Saved entries:
------------------------

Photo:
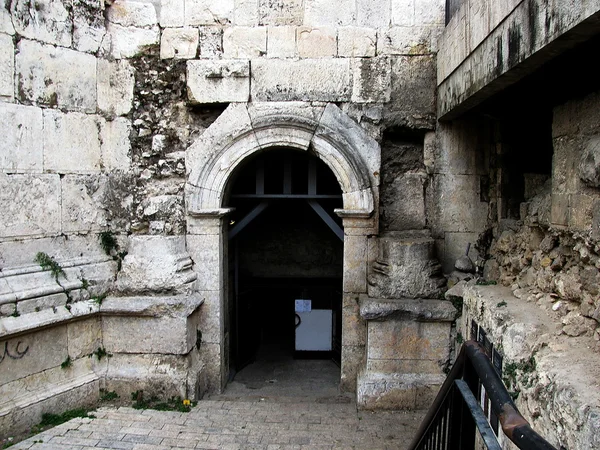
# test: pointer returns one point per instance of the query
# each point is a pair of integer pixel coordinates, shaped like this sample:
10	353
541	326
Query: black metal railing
456	416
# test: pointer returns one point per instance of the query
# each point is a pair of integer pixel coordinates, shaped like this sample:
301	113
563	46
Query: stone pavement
259	423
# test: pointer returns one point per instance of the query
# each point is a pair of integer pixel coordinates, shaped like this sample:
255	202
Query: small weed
47	262
51	420
100	353
173	404
107	396
66	363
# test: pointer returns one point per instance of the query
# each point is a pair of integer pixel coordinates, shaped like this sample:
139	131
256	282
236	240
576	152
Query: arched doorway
285	262
245	130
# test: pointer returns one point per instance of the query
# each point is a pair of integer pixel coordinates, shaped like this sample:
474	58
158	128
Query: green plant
47	262
106	396
66	363
100	353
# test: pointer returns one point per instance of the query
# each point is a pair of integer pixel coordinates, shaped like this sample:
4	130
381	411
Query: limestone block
208	12
211	42
31	205
88	32
115	87
6	25
371	80
403	12
589	165
316	42
84	337
246	13
409	214
406	40
7	67
280	12
218	81
45	20
205	251
430	12
244	42
116	145
305	80
155	263
373	13
281	42
37	354
180	43
55	76
356	42
328	13
132	13
172	13
21	129
72	142
82	203
126	42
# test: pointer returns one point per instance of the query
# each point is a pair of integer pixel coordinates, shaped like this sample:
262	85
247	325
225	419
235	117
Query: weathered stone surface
244	42
406	267
179	43
280	12
589	166
418	310
218	81
316	42
211	42
372	80
305	80
72	142
132	13
44	20
115	87
408	40
20	148
31	205
156	263
373	13
82	203
328	13
55	76
116	145
207	12
7	67
356	42
172	13
127	42
281	42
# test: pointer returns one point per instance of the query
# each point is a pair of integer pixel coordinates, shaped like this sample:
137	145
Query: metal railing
455	417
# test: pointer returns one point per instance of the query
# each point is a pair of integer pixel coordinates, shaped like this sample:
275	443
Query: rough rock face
558	269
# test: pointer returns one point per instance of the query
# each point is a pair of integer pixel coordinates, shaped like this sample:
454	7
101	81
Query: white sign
303	305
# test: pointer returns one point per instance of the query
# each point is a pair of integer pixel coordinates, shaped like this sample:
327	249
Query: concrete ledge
420	310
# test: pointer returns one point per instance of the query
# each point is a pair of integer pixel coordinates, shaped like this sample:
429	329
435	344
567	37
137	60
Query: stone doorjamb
241	131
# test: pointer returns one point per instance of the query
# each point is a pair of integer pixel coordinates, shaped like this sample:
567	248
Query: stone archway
241	131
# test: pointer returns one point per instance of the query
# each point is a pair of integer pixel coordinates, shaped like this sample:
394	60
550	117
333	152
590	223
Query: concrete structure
144	141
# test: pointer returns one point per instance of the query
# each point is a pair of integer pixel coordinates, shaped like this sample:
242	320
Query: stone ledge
421	310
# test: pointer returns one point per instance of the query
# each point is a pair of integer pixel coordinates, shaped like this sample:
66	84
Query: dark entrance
285	245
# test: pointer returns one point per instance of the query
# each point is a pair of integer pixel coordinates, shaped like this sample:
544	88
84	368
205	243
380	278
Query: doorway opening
285	264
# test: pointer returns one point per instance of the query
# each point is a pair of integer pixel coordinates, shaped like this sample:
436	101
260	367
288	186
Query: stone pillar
206	245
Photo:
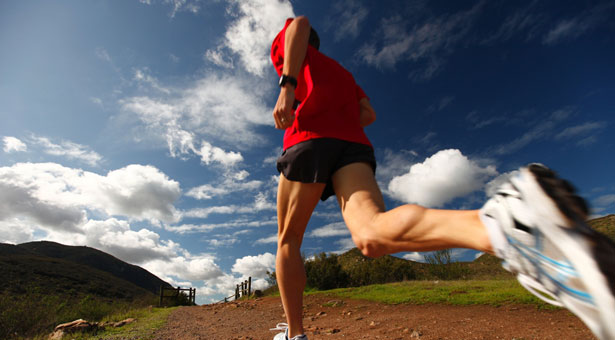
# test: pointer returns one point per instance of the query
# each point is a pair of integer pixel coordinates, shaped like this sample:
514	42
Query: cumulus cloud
134	246
492	186
68	149
59	197
261	203
254	266
213	108
583	22
581	130
426	42
250	35
228	185
12	144
333	229
446	175
344	245
237	223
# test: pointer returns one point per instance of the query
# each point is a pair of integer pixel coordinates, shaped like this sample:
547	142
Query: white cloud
394	164
261	203
59	197
426	42
15	231
581	130
214	108
193	268
446	175
333	229
255	266
238	223
218	58
210	153
251	34
214	242
572	28
12	144
492	186
68	149
117	238
143	76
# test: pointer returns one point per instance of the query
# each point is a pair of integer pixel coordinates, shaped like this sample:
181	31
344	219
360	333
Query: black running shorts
316	160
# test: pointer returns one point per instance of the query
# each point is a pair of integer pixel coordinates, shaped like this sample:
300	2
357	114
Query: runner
534	223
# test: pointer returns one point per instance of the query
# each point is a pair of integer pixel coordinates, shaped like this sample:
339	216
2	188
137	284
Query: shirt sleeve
277	48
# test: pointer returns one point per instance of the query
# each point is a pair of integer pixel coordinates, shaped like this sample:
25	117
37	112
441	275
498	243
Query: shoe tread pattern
576	210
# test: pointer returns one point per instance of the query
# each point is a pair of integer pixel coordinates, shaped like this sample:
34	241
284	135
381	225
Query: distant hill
58	269
99	260
605	225
484	267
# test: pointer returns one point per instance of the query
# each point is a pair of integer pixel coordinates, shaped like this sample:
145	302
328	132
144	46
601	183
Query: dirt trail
328	317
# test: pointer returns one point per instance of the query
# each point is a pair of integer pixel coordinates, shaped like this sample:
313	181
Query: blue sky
144	129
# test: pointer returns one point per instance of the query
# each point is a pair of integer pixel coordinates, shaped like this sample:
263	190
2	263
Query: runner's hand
283	110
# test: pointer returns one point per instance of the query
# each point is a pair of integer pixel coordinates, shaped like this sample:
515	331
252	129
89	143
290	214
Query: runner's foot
536	223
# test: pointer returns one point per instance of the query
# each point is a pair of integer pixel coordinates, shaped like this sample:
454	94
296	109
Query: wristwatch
288	79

------------------------

TASK REQUIREMENTS:
Please transcribe each entry exactly, but skip any picture it holds.

YOUR RESPONSE:
Photo:
# test: pointer returns one point per instance of the query
# each point is a pair of integer pixel coordinates, shaped like this sample:
10	353
541	326
Query: black metal railing
456	416
# test: pointer returns one point per instance of the query
# each point is a pair of integer pixel coordinates, shaped like this sample:
301	113
563	46
Query: stone pavement
259	423
# test: pointer returns one point per instance of the query
# each point is a pair of integer pixel coordinates, shaped like this sample:
255	202
Query: small weed
47	262
51	420
100	353
173	404
107	396
66	363
# test: pointer returns one point per instance of the query
# each point is a pair of integer pixel coordinates, shaped like this sample:
139	131
256	282
236	240
576	152
Query: arched doorway
285	262
245	130
# test: pointer returns one point per instance of the query
# each point is a pair of integer pixel coordinates, shaped like this sample:
474	58
158	128
Query: green plant
47	262
106	396
66	363
100	353
# test: pointer returns one point per instance of the query
# each point is a pair of integer pixel coordinates, shaped like this sample:
4	130
381	411
Query: limestone block
208	12
211	42
31	205
88	32
115	87
6	25
371	80
403	12
589	165
316	42
84	337
246	13
409	214
406	40
7	67
280	12
218	81
45	20
205	251
430	12
244	42
116	145
305	80
155	263
373	13
281	42
37	354
180	43
55	76
356	42
328	13
132	13
172	13
21	129
72	142
82	203
126	42
# test: pointer returns one point per instance of the query
# each point is a pair of integer pixel coordinates, shaped like this sample:
262	85
247	325
225	419
235	117
Query: weathered stone surface
244	42
406	267
179	43
280	12
589	166
418	310
218	81
316	42
211	42
372	80
305	80
72	142
132	13
44	20
115	87
408	40
20	148
31	205
156	263
373	13
82	203
328	13
55	76
116	145
207	12
7	67
356	42
172	13
127	42
281	42
# test: pointer returns one point per instance of the query
# each point is a pair of integer pixel coordinates, shaped like this sample:
137	145
Query: metal railing
455	417
# test: pointer returns one point per instance of the query
# each point is a pair of integer pixel coordinates, shaped like this sample:
275	443
Query: rough rock face
558	269
# test: pointer returns one point per instance of the query
# each point is a pair of integer pixel coordinates, shaped like this sample:
454	7
101	81
Query: white sign
303	305
# test: pointer returns one point per instance of the query
# each point is a pair of integer pixel coordinates, shaped like this sample:
327	249
Query: concrete ledge
420	310
# test: pointer returns one point per instance of the query
# each point is a pair of integer pixel coordinates, shaped like this sample:
429	329
435	344
567	37
137	60
Query: stone doorjamb
241	131
# test: pointer returns one point per instance of the query
# each point is a pair of integer pixel coordinates, shaped like this sample:
567	248
Query: stone archway
241	131
# test: pointer returns one point per instance of the query
# each point is a pair of integer pixel coordinates, shaped like this sample:
394	60
550	117
333	152
590	223
Query: concrete structure
144	141
# test: pointer returns one point per instance of the query
# each point is a pair of integer pixel coordinates, shaped like this sample:
242	320
Query: stone ledge
421	310
# test: pointer returns one point per instance of the query
# each point is a pair of integer pixel coordinates, shaped like this sample:
66	84
Query: dark entrance
285	245
# test: pointer returns one point per instance of the query
# each point is a pair of integer pixel coordinates, shaped like this sample:
544	88
84	368
205	243
380	278
Query: doorway opening
285	264
# test: pointer returns one point per instance of the query
# each point is a pair of integer pixel coordinates, shaped like this sample:
436	101
260	367
288	186
Query: stone pillar
206	245
Photo:
# test: pointer returns one point per instance of the query
# each point is a pair of integer pixel coordinates, shaped like this sample:
514	42
Query: cumulus cloud
134	246
492	186
68	149
59	197
261	203
254	266
213	108
583	22
581	130
426	42
250	35
228	185
12	144
333	229
446	175
344	245
237	223
# test: pointer returns one point per instance of the query
# each point is a pair of integer pixel coordinates, shaped like this sample:
547	142
Query: white cloud
394	164
261	203
59	197
426	42
15	231
581	130
214	108
193	268
446	175
333	229
255	266
238	223
218	58
210	153
251	34
214	242
572	28
12	144
492	186
68	149
117	238
143	76
# test: pointer returns one point per instance of the query
# each point is a pair of integer pixel coordinates, shaped like this sample:
181	31
344	219
360	333
Query: black running shorts
316	160
# test: pointer returns one point per instance of the query
# each point is a pair of integer pixel coordinates, shaped like this sample:
300	2
357	114
Query: runner
534	223
# test: pointer returns one point per instance of the query
# each point is a pair of integer pixel coordinates, shaped like this sample:
339	216
2	188
137	284
Query: shirt sleeve
277	48
# test: pointer returns one point per instance of the query
# each point is a pair of integer pixel coordinates, shaped like this sample:
25	117
37	112
441	275
498	243
Query: shoe tread pattern
576	210
# test: pointer returns one point per instance of the query
# each point is a pair of integer pixel coordinates, shaped like this sample:
34	241
284	135
381	225
Query: distant hill
58	269
99	260
605	225
484	267
# test: pointer returns one point per instance of the query
# each point is a pair of integer pixel coordinates, shaped like this sample:
145	302
328	132
144	46
601	183
Query: dirt trail
328	317
# test: pointer returns one point per instance of the query
# each point is a pair of integer pixel coordinates, shaped like this sample:
313	181
Query: blue sky
144	129
# test: pointer returns one point per instance of the query
# each point is a pair of integer pixel coordinates, shaped like this sample:
263	190
2	263
Query: runner's hand
283	110
# test: pointer returns one point per instance of the query
# each point is a pair of integer pixel coordinates, shaped like this sample:
515	331
252	129
89	143
290	214
Query: runner's foot
536	223
# test: pointer returns one point per instance of the query
# each point is a pair of integer pixel coordinates, shaped like this sample:
454	94
296	109
Query: wristwatch
288	79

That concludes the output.